(Data entries)
BEGIN

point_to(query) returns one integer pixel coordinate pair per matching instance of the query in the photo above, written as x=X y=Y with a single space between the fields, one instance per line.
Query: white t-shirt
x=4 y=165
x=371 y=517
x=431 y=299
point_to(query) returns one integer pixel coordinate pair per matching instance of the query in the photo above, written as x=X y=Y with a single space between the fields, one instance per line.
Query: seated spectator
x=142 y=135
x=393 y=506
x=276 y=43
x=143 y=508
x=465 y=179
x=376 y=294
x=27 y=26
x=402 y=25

END

- _Activity_
Your answer should consist only of the lines from the one with "Query: white t-shirt" through the end of the data above, reproduced exactly.

- _Output for this exercise_
Query: white t-shirt
x=4 y=165
x=371 y=517
x=431 y=299
point_to(query) returns one integer pixel coordinate pair per matching instance of the query in the photo above, written as x=X y=Y with a single space between the fields, one instance per line.
Query: seated spectator
x=142 y=135
x=393 y=506
x=276 y=43
x=143 y=508
x=465 y=179
x=376 y=294
x=27 y=26
x=402 y=25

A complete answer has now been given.